BEGIN Data lines
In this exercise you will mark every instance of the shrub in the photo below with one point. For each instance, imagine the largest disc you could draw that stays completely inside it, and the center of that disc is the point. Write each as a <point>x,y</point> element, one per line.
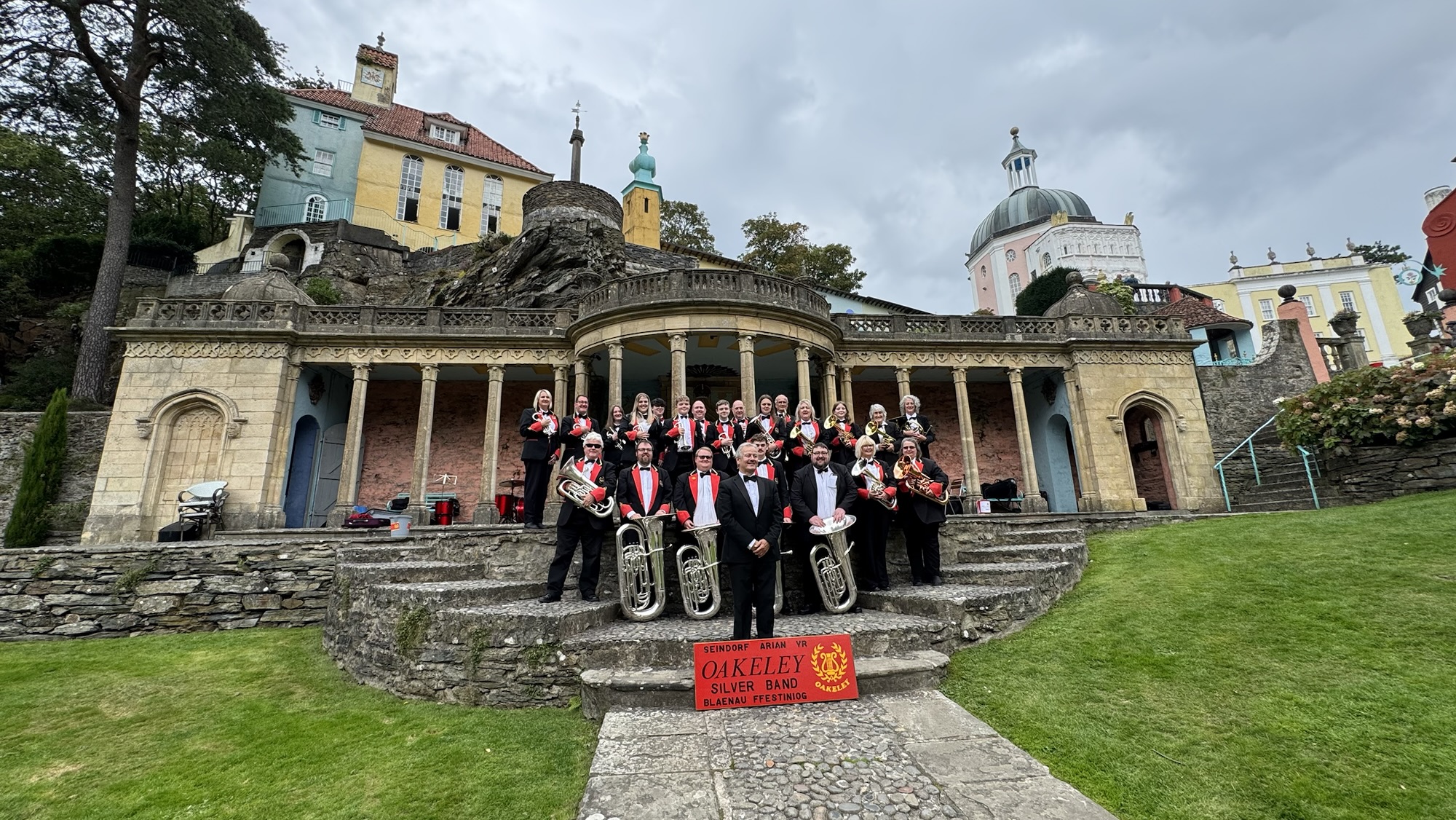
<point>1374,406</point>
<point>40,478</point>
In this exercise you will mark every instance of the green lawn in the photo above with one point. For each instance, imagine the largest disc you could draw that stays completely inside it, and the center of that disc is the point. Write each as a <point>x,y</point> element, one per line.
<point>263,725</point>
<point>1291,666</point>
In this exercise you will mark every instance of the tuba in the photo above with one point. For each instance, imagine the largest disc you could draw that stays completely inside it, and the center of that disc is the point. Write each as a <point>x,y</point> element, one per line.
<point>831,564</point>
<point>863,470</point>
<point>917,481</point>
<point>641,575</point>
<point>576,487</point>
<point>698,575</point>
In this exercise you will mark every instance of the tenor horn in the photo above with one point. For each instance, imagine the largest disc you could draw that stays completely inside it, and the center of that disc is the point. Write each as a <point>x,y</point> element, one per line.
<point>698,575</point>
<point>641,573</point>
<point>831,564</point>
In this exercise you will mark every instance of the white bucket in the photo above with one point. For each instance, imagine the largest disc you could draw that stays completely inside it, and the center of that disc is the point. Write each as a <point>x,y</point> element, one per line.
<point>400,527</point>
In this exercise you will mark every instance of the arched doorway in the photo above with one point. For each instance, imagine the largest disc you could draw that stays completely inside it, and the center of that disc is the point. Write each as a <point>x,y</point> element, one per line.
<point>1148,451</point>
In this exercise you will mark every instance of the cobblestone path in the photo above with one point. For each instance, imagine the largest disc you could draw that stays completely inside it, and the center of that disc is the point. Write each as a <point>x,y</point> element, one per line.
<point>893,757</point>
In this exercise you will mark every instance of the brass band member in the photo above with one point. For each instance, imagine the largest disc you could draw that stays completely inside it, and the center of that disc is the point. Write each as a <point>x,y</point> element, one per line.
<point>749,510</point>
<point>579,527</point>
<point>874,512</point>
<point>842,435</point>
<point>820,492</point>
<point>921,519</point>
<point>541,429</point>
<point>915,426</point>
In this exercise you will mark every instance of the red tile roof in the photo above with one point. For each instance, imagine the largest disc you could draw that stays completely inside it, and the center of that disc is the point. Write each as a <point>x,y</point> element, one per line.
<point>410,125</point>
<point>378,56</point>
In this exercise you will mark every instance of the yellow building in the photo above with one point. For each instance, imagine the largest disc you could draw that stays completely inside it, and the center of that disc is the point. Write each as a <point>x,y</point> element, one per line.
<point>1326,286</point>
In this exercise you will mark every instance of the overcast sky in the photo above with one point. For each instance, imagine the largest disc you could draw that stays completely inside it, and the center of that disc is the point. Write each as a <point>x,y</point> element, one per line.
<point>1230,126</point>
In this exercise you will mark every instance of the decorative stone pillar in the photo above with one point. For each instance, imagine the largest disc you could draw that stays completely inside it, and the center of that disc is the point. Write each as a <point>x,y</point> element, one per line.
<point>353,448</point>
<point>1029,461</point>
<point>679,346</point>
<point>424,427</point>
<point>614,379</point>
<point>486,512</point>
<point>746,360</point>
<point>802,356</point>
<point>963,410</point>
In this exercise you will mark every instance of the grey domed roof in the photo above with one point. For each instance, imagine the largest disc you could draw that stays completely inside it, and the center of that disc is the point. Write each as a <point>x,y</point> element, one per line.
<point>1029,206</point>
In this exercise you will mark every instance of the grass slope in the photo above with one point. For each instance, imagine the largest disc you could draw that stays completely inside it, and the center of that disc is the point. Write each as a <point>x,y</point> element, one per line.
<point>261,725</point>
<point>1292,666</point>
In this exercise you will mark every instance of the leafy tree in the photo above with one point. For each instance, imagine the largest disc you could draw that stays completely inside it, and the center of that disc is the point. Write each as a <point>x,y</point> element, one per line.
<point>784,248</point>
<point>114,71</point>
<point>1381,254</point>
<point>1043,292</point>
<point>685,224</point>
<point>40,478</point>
END Data lines
Reproduce all of the material above verbatim, omitting the pictures.

In this exercise you will mark every instance of the shrub in the photo below with one point. For each instance, imagine the largest disc you could draw that stays completely inside it, and the center of that disc is the point. Write each as a <point>x,y</point> element, one per line.
<point>1374,406</point>
<point>40,478</point>
In this exercise you will mark every instance of the green lawn in the photo above with one point. For each instance, imagine the largest disc you could draw that stays completely inside it, and the center of that disc is the point. Write each as a <point>x,y</point> element, one per line.
<point>263,725</point>
<point>1291,666</point>
In this exercise you will mark every instance of the tuba in the photo above with one point. For each instance, imagine the largest disc you could draw that stays completely inside it, and the center of that disc is the point. Write each as a <point>x,y</point> element, one per line.
<point>831,564</point>
<point>863,470</point>
<point>917,481</point>
<point>641,575</point>
<point>576,487</point>
<point>698,575</point>
In this exercise you will mark every instance of the tenor horn in the photo above with one point. For each instance, imagine the largest disc you could draw that stays completely inside it, and the center of that disc is the point. Write each as a <point>x,y</point> element, one per line.
<point>698,575</point>
<point>641,573</point>
<point>831,564</point>
In this exercise you will mark every instance of the white bucket in the photo above with one point. For each instance, imagine the largest disc you could draw that stays completely inside it, and the center of that disc is the point. Write each as a <point>x,y</point> element, one per line.
<point>400,527</point>
In this exercise you will mark every instance of the arched doorway in the photo above with one point. For each instance, imagine the largest disc you could draw that stays completely inside it, and the center of that disc is the point. Write each as a <point>x,y</point> element, one per line.
<point>1148,451</point>
In this exercise you will mark every instance of the cobblestone path in the photo above with one point. For each instance, imagine the largest disc you could draw that stays completely inside it, and the center of that disc is the point. Write each as a <point>x,y</point> element, one per line.
<point>893,757</point>
In this exercise you will mark every instance of the brass band member in the photo above with one point. For each instance, imagine the largest disc you could draw that stays completely inside it, and the center of that disc is the point. Write each as a <point>x,y</point> element, one per line.
<point>749,510</point>
<point>579,527</point>
<point>874,512</point>
<point>842,435</point>
<point>820,492</point>
<point>921,519</point>
<point>541,429</point>
<point>915,426</point>
In this exercise you will mark every instance of the red tile roof in the photo above with one point. For each instance, imagine the largest disc you could draw that stays completely inside it, and the center of that disc is the point. Write each as a <point>x,y</point> element, one per line.
<point>410,125</point>
<point>378,56</point>
In this exercise you will mark every instance of the yellow building in the photo above with one point. For each instance, imagine the largest disc you could draw that stays completely inside it, and the center of that disc is the point. Write each as a <point>x,y</point> element, one per line.
<point>1326,286</point>
In this exercise you will mark every instance of the overcast sky in the photo above with one point. For each instance, imagine the largest disc you could draw that stays completely inside it, and the center of that disc is the point. Write each as a <point>x,y</point> element, one per line.
<point>1230,126</point>
In this exercise you will mark every instance of the decorative stone pillar in the photo above with one point. For each instance, imagine the largest disc you could draw that stays completely inside it, and the center of that disc is the point. Write each as a <point>x,y</point> element, one per line.
<point>353,448</point>
<point>1029,461</point>
<point>679,346</point>
<point>424,427</point>
<point>614,379</point>
<point>486,512</point>
<point>746,360</point>
<point>802,356</point>
<point>963,410</point>
In this exercise you will mark every instance of the grey domed roof in the photo above with one point. For each instance, imagine the largest disc you could draw that stays completely inside it, and the center of that disc is the point. Write each as a <point>x,y</point> element, one per line.
<point>1029,206</point>
In this exercise you will mark every instance of the grass slope in the photo above with one point. For each instance, imagine the largest disc you could draw that stays completely inside it, and the center of that disc is the point. Write each as a <point>x,y</point> element, one per line.
<point>261,725</point>
<point>1292,666</point>
In this exercise you will mark every instance of the leafy tree in the photo above with one point. For each instance, imagine the largest disc you could draw that stays completely inside it, and the center of that disc is the point. Write each as a <point>x,y</point> element, one per line.
<point>784,248</point>
<point>114,71</point>
<point>1381,254</point>
<point>1043,292</point>
<point>685,224</point>
<point>40,478</point>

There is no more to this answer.